阅读材料 >>
/---

InfluxDB集群 -- 移除MetaNode源码分析
influxdb集群中,client在node1上执行remove metaNode node3的命令:
influxd_ctl remove-meta node3:8091
【InfluxDB集群 -- 移除MetaNode源码分析】整体流程如下:
- node1收到CLI命令,向自己8084端口发送GET /remove-meta的请求,request body: {"metahttp:": "node3:8091"};
- node1向node3发送GET http://node3:8091/ping,探测node3是否存活;
- node1执行metaclient.DeleteMetaNode():Raft中删除该节点信息;
- node向node3发送GET http://node3:8091/remove-meta,node3做一些清理操作;
文章图片
CLI命令处理 命令行代码入口:
// cmd/influxd_ctl/cli/cli.go
func (c *CommandLine) Run() error {
....
switch cmd {
case "remove-meta":
return do_remove_meta(c)
}
}
向自己的8084发送GET /remove-meta:
func do_remove_meta(c *CommandLine) error {
// flag读命令行的参数
fs := flag.NewFlagSet("", flag.ExitOnError)
o := RemoveMetaOptions{}
fs.BoolVar(&o.Force, "force", false, "force remove meta node")
fs.Parse(c.CMD[1:])
httpAddr := fs.Args()[len(fs.Args())-1]
force := "false"
if o.Force {
force = "true"
}
// 向自身的8084发送remote-meta,body中带要删除节点的httpAddr
url := c.getURL("remove-meta", map[string]string{"metahttp": httpAddr, "force": force})
resp, err := http.Get(url)

\---

数据摘录 >>

/---

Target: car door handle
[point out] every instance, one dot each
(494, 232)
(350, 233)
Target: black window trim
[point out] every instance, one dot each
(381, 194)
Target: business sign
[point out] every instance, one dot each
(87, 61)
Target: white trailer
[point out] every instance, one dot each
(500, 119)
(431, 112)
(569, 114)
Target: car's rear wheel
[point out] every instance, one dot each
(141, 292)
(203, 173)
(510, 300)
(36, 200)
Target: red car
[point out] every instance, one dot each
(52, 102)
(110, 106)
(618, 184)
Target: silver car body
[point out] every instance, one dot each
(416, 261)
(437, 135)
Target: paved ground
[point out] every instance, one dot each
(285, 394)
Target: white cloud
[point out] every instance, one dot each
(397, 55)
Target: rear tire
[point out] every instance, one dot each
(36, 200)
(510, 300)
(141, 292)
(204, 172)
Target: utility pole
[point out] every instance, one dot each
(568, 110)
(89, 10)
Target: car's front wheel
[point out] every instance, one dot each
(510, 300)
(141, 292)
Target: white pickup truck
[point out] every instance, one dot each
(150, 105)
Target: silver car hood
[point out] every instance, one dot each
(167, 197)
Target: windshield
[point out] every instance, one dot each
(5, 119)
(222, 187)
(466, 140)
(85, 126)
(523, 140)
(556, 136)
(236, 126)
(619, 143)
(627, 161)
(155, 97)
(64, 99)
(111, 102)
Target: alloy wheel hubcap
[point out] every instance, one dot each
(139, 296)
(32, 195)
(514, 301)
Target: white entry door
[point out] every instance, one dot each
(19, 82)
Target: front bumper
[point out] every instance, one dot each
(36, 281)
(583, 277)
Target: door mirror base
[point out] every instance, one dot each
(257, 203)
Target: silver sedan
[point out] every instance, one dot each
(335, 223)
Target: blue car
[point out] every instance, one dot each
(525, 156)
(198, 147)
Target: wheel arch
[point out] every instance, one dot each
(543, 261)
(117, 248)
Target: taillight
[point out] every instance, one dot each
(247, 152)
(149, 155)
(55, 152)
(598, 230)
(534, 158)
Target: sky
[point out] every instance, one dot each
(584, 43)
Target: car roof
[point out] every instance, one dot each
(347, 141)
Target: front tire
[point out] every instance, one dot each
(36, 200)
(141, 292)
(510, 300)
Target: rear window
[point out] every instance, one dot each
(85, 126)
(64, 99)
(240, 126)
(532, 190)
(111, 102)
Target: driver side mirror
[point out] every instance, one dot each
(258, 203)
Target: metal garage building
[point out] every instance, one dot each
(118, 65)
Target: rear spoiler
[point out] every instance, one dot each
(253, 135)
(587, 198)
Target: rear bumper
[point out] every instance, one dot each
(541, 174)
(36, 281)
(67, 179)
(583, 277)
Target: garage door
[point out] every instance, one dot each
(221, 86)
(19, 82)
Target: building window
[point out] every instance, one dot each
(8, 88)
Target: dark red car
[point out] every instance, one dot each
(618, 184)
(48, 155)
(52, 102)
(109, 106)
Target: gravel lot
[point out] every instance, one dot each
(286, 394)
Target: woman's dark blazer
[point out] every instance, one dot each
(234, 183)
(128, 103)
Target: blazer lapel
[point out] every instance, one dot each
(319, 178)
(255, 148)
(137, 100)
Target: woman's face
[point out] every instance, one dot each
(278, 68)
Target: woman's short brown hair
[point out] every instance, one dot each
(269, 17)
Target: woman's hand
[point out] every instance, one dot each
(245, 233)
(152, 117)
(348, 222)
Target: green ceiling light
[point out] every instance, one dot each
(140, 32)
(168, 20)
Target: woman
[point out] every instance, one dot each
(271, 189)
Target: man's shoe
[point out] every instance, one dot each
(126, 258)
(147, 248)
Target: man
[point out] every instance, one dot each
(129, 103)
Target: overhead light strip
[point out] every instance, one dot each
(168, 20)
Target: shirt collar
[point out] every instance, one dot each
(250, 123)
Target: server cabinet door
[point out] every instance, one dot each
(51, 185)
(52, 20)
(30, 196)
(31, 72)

\---
/---

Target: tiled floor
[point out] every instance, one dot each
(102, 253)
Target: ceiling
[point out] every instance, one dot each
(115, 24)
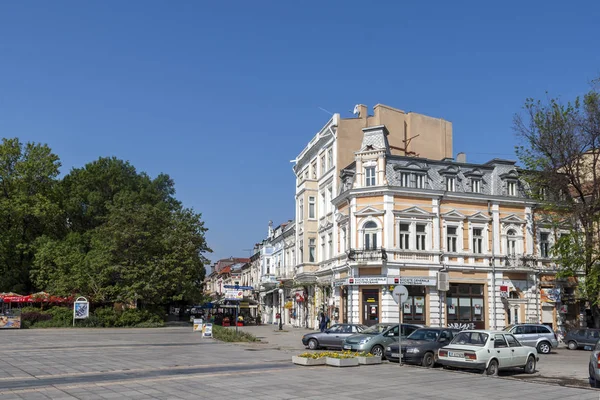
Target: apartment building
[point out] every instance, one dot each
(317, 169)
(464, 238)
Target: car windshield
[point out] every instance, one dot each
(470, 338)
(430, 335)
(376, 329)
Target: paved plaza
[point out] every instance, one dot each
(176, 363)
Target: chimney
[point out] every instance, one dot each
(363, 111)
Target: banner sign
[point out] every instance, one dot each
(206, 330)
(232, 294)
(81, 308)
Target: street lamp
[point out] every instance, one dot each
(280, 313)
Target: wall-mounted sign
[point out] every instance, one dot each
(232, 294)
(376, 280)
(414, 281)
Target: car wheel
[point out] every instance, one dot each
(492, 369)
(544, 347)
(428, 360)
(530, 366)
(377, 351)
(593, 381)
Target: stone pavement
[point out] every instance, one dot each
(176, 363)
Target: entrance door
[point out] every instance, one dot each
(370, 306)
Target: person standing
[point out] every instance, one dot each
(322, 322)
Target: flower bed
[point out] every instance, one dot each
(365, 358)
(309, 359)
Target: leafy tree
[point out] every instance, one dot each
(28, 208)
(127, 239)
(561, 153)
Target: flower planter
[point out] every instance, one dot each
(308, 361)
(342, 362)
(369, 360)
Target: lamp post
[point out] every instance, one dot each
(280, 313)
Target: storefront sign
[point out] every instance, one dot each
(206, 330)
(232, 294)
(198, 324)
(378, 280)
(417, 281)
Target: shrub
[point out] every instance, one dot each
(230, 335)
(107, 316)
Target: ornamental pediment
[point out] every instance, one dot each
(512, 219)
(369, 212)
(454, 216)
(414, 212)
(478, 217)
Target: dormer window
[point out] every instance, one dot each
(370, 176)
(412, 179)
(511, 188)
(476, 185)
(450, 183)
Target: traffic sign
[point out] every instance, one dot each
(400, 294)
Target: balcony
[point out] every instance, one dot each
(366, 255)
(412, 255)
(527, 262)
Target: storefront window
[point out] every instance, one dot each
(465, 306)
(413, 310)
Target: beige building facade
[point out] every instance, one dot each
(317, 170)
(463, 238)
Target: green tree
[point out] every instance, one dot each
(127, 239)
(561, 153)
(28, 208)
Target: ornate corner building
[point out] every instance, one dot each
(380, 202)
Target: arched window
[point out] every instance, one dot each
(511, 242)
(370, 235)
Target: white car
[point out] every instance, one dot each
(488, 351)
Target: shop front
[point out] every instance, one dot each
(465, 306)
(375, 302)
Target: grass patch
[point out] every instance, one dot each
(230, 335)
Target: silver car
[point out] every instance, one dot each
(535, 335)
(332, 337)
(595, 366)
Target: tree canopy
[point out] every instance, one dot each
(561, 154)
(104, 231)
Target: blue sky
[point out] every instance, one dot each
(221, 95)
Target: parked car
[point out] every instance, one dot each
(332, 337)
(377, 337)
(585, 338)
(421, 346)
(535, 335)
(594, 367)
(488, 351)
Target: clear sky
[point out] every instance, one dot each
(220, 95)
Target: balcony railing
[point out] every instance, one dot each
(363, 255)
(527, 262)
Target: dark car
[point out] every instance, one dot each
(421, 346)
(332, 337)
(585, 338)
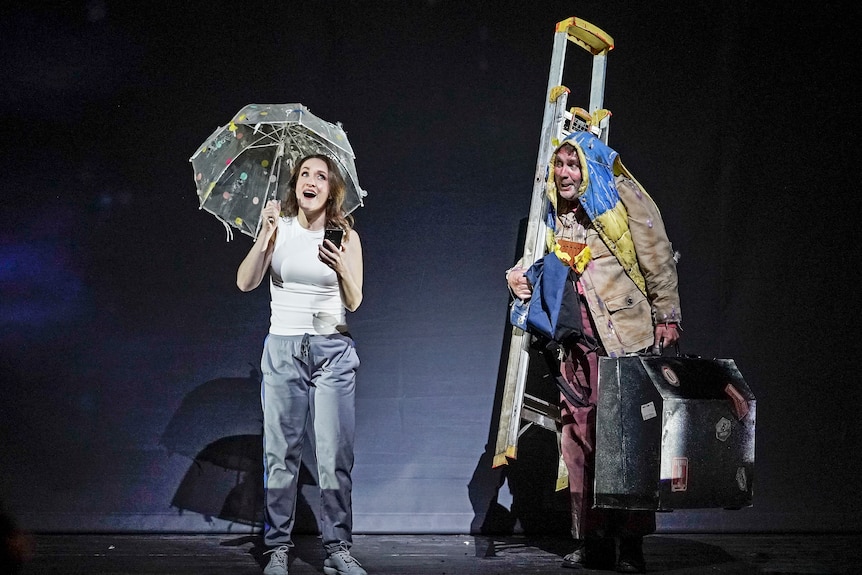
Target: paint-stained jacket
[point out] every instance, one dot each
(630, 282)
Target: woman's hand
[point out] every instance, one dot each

\---

任务要求 1 >> 把阅读材料中以“【InfluxDB集群 -- 移除MetaNode源码分析】整体流程如下”开头的段落连同所列步骤改写成更简短的列表，保留主要事实。
任务要求 2 >> 阅读材料中，client在node1上移除node3所执行的命令是什么？
任务要求 3 >> 接着这篇InfluxDB集群移除MetaNode源码分析，从最后一行代码之后往下续写。
数据与阅读材料无关。

作答内容 1 >>
- node1收到CLI命令，向自身8084端口发送GET /remove-meta请求，body中带"node3:8091"；
- node1向node3:8091发送ping，检查node3是否存活；
- node1执行metaclient.DeleteMetaNode()，在Raft中删除该节点信息；
- 向node3发送GET /remove-meta，由node3做清理。

作答内容 2 >> influxd_ctl remove-meta node3:8091

作答内容 3 >>
if err != nil {
return err
}
defer resp.Body.Close()
.....
}
admin_cluster监听8084端口,负责集群的管理功能,/remove-meta的handler:
// services/admin_cluster/handler.go
func (h *handler) ServeHTTP(w http.ResponseWriter, r *http.Request) {
switch r.Method {
case "GET":
switch r.URL.Path {
case "/remove-meta":
h.WrapHandler("remove-meta", h.removeMetaNode).ServeHTTP(w, r)
}
}
}
具体的处理:
- ping一下node3,看是否存活,若已不存活,则返回错误;
- metaClient.DeleteMetaNode()删除集群中该节点的信息;
- 向node3发送/remove-meta;
func (h *handler) removeMetaNode(w http.ResponseWriter, r *http.Request) {
ps := r.URL.Query()
var metahttp string
metahttp = ps["metahttp"][0]
var force bool
if len(ps["force"]) == 1 && ps["force"][0] == "true" {
force = true
}
metaLive := true
// 先ping一下看移除的节点否活着
// ping meta server first
url := "http://" + metahttp + "/ping"
resp, err := http.Get(url)
if err != nil {
metaLive = false
h.logger.Info("ping meta server failed", zap.Error(err))
}
if !force && !metaLive {
h.sendResponse(fmt.Errorf("Meta node %s could not be connected", metahttp), w)
return
}
err = func() error {
// remove meta node and leave from raft cluster
nodeInfo := h.MetaClient.MetaNodeByAddr(metahttp)
if nodeInfo == nil {
return fmt.Errorf("Meta node %s does not exist in cluster", metahttp)
}
// 删除该meta节点的元信息(Raft)
if err := h.MetaClient.DeleteMetaNode(nodeInfo.ID);
err != nil {
return err
}
// 向该节点的8091发送remote-meta
// delete directory
url := "http://" + metahttp + "/remove-meta"
resp, err := http.Get(url)
if err != nil {
return fmt.Errorf("Removed meta node from raft cluster, but remove meta data dir failed. %v", err)
}
body, err := ioutil.ReadAll(resp.Body)
return nil
}()
h.sendResponse(err, w)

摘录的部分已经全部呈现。